-------- Material supplied

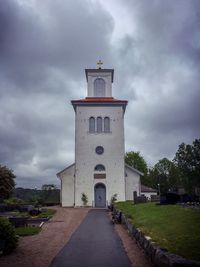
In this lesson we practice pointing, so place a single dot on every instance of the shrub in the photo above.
(113, 199)
(13, 200)
(7, 233)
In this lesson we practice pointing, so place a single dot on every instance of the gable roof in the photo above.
(133, 169)
(65, 169)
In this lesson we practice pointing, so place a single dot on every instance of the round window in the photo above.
(99, 150)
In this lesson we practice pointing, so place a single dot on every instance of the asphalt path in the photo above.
(94, 243)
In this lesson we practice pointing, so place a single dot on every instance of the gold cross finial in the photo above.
(99, 63)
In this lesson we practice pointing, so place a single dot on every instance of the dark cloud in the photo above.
(45, 47)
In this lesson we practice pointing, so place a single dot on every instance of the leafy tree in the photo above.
(7, 182)
(187, 159)
(166, 174)
(48, 187)
(135, 160)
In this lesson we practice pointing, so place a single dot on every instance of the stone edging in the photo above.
(158, 256)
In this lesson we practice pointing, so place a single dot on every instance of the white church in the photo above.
(99, 170)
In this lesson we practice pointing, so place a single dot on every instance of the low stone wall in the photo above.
(158, 256)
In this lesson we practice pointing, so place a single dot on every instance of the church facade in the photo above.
(99, 171)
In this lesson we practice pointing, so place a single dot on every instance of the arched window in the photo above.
(99, 124)
(99, 87)
(99, 168)
(92, 125)
(106, 124)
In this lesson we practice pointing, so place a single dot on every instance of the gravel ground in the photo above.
(39, 250)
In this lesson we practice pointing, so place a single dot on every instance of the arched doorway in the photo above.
(100, 195)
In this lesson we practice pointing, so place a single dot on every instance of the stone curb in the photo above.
(158, 256)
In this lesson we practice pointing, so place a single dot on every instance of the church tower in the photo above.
(99, 170)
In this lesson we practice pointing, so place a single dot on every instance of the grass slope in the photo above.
(172, 227)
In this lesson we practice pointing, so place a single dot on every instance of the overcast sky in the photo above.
(154, 48)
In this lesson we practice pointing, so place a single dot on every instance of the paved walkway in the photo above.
(94, 244)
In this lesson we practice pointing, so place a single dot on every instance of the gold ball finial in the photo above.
(99, 63)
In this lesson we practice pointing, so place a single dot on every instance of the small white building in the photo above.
(148, 191)
(99, 170)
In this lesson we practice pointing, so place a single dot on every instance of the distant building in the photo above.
(99, 170)
(148, 191)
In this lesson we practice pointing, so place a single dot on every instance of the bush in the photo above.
(13, 201)
(7, 233)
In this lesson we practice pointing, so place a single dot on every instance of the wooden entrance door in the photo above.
(100, 195)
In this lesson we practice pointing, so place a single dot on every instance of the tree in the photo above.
(135, 160)
(48, 187)
(187, 159)
(166, 174)
(7, 182)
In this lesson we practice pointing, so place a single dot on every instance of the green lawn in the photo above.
(47, 214)
(29, 230)
(170, 226)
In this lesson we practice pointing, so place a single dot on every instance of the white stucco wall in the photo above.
(149, 194)
(112, 158)
(132, 183)
(107, 78)
(67, 186)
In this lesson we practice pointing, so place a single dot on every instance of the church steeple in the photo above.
(99, 82)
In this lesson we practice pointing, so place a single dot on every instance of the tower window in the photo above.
(106, 124)
(99, 124)
(99, 168)
(99, 87)
(92, 125)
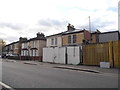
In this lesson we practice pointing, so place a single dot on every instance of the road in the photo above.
(19, 75)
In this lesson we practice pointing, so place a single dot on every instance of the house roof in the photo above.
(72, 32)
(37, 38)
(109, 32)
(54, 35)
(68, 32)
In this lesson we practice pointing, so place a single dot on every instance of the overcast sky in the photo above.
(24, 18)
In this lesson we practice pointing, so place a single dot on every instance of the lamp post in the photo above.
(29, 52)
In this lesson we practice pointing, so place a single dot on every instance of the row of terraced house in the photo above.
(32, 49)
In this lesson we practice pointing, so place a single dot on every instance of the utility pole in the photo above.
(89, 25)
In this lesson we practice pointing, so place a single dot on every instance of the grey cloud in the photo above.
(14, 26)
(51, 22)
(97, 24)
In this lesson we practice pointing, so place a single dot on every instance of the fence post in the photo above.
(66, 56)
(111, 54)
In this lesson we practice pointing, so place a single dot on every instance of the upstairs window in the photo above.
(69, 39)
(55, 41)
(74, 38)
(52, 41)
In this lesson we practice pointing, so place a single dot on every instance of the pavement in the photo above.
(94, 69)
(46, 75)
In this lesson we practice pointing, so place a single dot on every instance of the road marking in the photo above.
(6, 86)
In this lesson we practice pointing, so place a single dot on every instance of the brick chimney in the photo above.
(22, 39)
(70, 27)
(40, 35)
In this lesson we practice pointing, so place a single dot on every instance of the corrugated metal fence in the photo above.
(93, 54)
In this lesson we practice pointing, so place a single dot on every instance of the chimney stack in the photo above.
(39, 35)
(70, 27)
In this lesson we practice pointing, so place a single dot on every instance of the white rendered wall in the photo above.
(73, 55)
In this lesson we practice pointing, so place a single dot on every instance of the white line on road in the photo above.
(6, 86)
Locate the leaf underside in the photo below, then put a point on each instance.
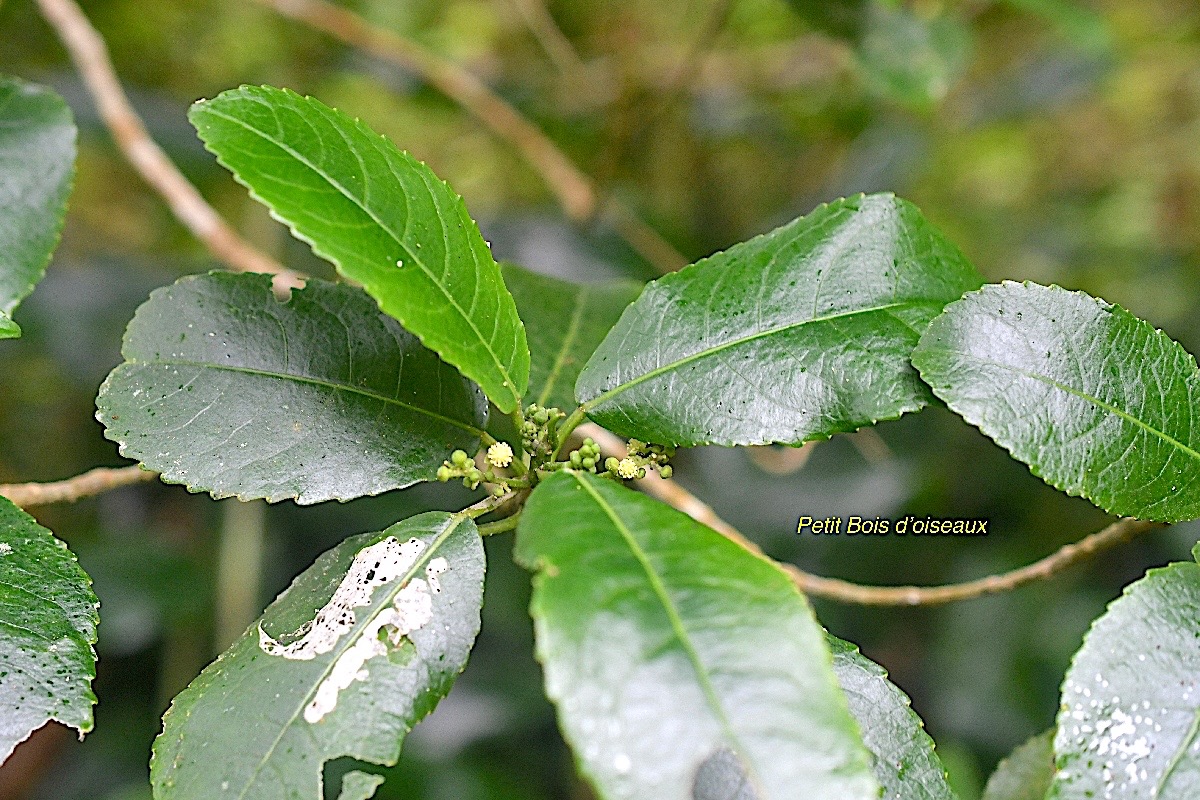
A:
(1097, 402)
(565, 322)
(1129, 716)
(796, 335)
(678, 661)
(47, 631)
(37, 150)
(383, 218)
(229, 391)
(240, 731)
(903, 753)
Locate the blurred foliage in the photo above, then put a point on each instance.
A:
(1051, 139)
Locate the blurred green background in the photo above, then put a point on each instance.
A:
(1054, 140)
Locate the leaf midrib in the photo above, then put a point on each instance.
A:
(312, 382)
(676, 621)
(695, 356)
(1098, 402)
(1180, 752)
(426, 555)
(345, 192)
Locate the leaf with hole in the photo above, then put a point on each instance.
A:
(796, 335)
(383, 218)
(1129, 714)
(37, 150)
(1097, 402)
(682, 665)
(229, 391)
(903, 756)
(47, 631)
(343, 663)
(564, 322)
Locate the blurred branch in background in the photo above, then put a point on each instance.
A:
(90, 55)
(639, 122)
(87, 485)
(550, 36)
(679, 498)
(575, 191)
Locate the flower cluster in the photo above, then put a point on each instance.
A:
(642, 456)
(540, 429)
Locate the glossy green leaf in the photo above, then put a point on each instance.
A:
(37, 149)
(796, 335)
(359, 786)
(330, 671)
(383, 218)
(903, 756)
(1026, 773)
(678, 661)
(911, 58)
(47, 627)
(1097, 402)
(1129, 719)
(227, 390)
(565, 323)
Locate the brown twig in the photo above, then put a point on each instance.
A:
(574, 190)
(677, 497)
(87, 485)
(90, 55)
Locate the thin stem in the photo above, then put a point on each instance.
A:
(87, 485)
(90, 55)
(575, 191)
(569, 426)
(490, 504)
(239, 569)
(499, 525)
(519, 465)
(677, 497)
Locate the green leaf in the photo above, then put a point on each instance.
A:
(1026, 774)
(1129, 716)
(912, 59)
(47, 627)
(678, 660)
(329, 671)
(796, 335)
(37, 149)
(1097, 402)
(903, 753)
(383, 218)
(564, 322)
(227, 390)
(359, 786)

----------------

■ Work request: Each record above must be retyped exactly, minus its pictures.

■ Answer box:
In this lesson we practice pointing, so place a single dot on every instance of the shrub in the photo above.
(113, 199)
(13, 200)
(7, 233)
In this lesson we practice pointing, so place a single dot on every instance of the gable roof in the photo above.
(133, 169)
(65, 169)
In this lesson we practice pointing, so place a single dot on every instance of the round window in the photo above.
(99, 150)
In this lesson we practice pointing, so place a single dot on every instance of the asphalt path in the photo above.
(94, 243)
In this lesson we practice pointing, so place a single dot on every instance of the gold cross finial in the photo above.
(99, 63)
In this lesson we practice pointing, so place a single dot on every instance of the dark cloud in the photo above.
(45, 47)
In this lesson we practice pointing, so place a single dot on every instance of the leafy tree in the photo above.
(7, 182)
(187, 159)
(166, 174)
(48, 187)
(135, 160)
In this lesson we practice pointing, so place a single dot on every instance of the stone edging in the photo above.
(158, 256)
In this lesson we practice pointing, so place a single dot on every instance of the white church in the photo above.
(99, 170)
In this lesson we practice pointing, so place a single dot on every instance of the low stone wall in the photo above.
(158, 256)
In this lesson we practice pointing, so place a single dot on every instance of the church facade in the photo above.
(99, 171)
In this lesson we practice pointing, so place a single dot on every instance of the arched window in the photo above.
(99, 124)
(99, 87)
(99, 168)
(92, 125)
(106, 124)
In this lesson we practice pointing, so place a single dot on every instance of the gravel ground in the photo above.
(39, 250)
In this lesson we practice pointing, so place a single dot on every instance of the arched doorway in the photo above.
(100, 195)
In this lesson we practice pointing, so place a single dot on every instance of the stone curb in the photo above.
(158, 256)
In this lesson we practice pointing, so place a single dot on every instance of the church tower in the photo above.
(99, 170)
In this lesson we practice pointing, so place a single dot on every instance of the grass slope in the photo above.
(172, 227)
In this lesson we practice pointing, so place a single dot on every instance of the overcast sky in the photo above.
(154, 48)
In this lesson we practice pointing, so place a single dot on every instance of the paved walkway in the photo above.
(94, 244)
In this lesson we practice pointing, so place a single dot on every instance of the gold ball finial in the photo above.
(99, 63)
In this lesson we practice pointing, so place a single dot on every instance of the small white building in the photo above.
(148, 191)
(99, 170)
In this lesson we practice pointing, so place a single dot on every instance of the distant building in the photo above.
(99, 170)
(148, 191)
In this lesson we practice pointing, so place a single dot on every instance of the bush in the photo above.
(13, 201)
(7, 233)
In this lesson we practice pointing, so place a single dot on every instance of the wooden entrance door in the photo above.
(100, 195)
In this lesson we practice pointing, so place a single dot on every instance of the tree in the photo above.
(135, 160)
(48, 187)
(187, 159)
(166, 174)
(7, 182)
In this lesson we practice pointing, so place a single dot on every instance of the green lawn in the photo above.
(47, 214)
(29, 230)
(170, 226)
In this lesson we practice pointing, so place a single dot on every instance of the white stucco wall in the photo above.
(149, 194)
(112, 158)
(132, 183)
(107, 78)
(67, 186)
In this lesson we practice pointing, so place a single dot on every instance of the church steeple in the photo above.
(99, 82)
In this lesson we practice pointing, so place a single dot on every instance of the tower window in the photo above.
(106, 124)
(99, 124)
(99, 168)
(99, 87)
(92, 125)
In this lesson we practice pointing, so place a single dot on every instance of the road in the photo above.
(19, 75)
In this lesson we practice pointing, so place a single dot on every instance of the house roof in the photo above.
(72, 32)
(37, 38)
(109, 32)
(54, 35)
(68, 32)
In this lesson we practice pointing, so place a single dot on every instance of the overcast sky in the photo above.
(24, 18)
In this lesson we practice pointing, so place a single dot on every instance of the lamp post in the photo above.
(29, 52)
In this lesson we practice pointing, so place a single dot on every instance of the row of terraced house in the photo above.
(32, 49)
In this lesson we practice pointing, so place a single dot on every instance of the utility pole in the photo above.
(89, 25)
In this lesson we practice pointing, so place a single dot on every instance of the grey cloud in the photo above.
(14, 26)
(51, 22)
(97, 24)
In this lesson we practice pointing, so place a single dot on every instance of the fence post in the photo above.
(66, 56)
(111, 54)
In this lesson we practice pointing, so place a single dot on every instance of the upstairs window in the photo above.
(69, 39)
(55, 41)
(74, 38)
(52, 41)
In this lesson we practice pointing, so place a single dot on every instance of the pavement in the photo above.
(94, 69)
(46, 75)
In this lesson we practice pointing, so place a single dot on every instance of the road marking in the photo above.
(6, 86)
In this lesson we practice pointing, so place a single dot on every instance of the brick chimney in the photo above.
(22, 39)
(70, 27)
(40, 35)
In this lesson we practice pointing, so place a single dot on every instance of the corrugated metal fence in the photo above.
(93, 54)
In this lesson we practice pointing, so place a single dot on every instance of the chimney stack in the photo above.
(39, 35)
(70, 27)
In this lesson we practice pointing, so place a single dot on every instance of the white rendered wall in the photo above.
(73, 55)
In this lesson we practice pointing, so place a single dot on every instance of the white line on road in the photo above.
(6, 86)
Locate the leaf underside in the photo below, then put a point on each instance.
A:
(1097, 402)
(565, 322)
(1129, 716)
(796, 335)
(678, 661)
(47, 631)
(37, 150)
(383, 218)
(229, 391)
(240, 731)
(903, 753)
Locate the blurred foliage in the photo above, then put a point on each instance.
A:
(1051, 139)
Locate the blurred green background in the photo above, then put a point on each instance.
A:
(1054, 140)
Locate the leaf midrib in the photo above, then put a point on each instance.
A:
(312, 382)
(676, 621)
(695, 356)
(1098, 402)
(1180, 752)
(426, 555)
(345, 192)
Locate the leaf with hole in the photo above, then put a point on each instance.
A:
(796, 335)
(383, 218)
(1129, 714)
(37, 150)
(1097, 402)
(682, 665)
(229, 391)
(903, 756)
(47, 631)
(343, 663)
(564, 322)
Locate the blurred branch in background in the photo above, then put a point on each instance.
A:
(90, 55)
(639, 122)
(87, 485)
(550, 36)
(679, 498)
(575, 191)
Locate the flower cluster in the photo above, then put a point on each instance.
A:
(642, 456)
(540, 429)
Locate the glossy green leaf in the photo above, then put a point on each instance.
A:
(37, 149)
(796, 335)
(359, 786)
(330, 671)
(383, 218)
(903, 756)
(1026, 773)
(678, 661)
(911, 58)
(47, 627)
(1097, 402)
(1129, 719)
(227, 390)
(565, 323)
Locate the brown twig in the photo above, then put a point on each instance.
A:
(574, 190)
(677, 497)
(87, 485)
(90, 55)
Locate the thin stem in the photo above, then put a point on each instance.
A:
(87, 485)
(90, 55)
(575, 191)
(569, 426)
(490, 504)
(239, 569)
(499, 525)
(519, 465)
(677, 497)
Locate the green leaf in the photo above, then put a point on each instance.
A:
(1026, 774)
(1129, 716)
(912, 59)
(47, 627)
(678, 660)
(329, 671)
(796, 335)
(37, 149)
(1097, 402)
(903, 753)
(383, 218)
(564, 322)
(227, 390)
(359, 786)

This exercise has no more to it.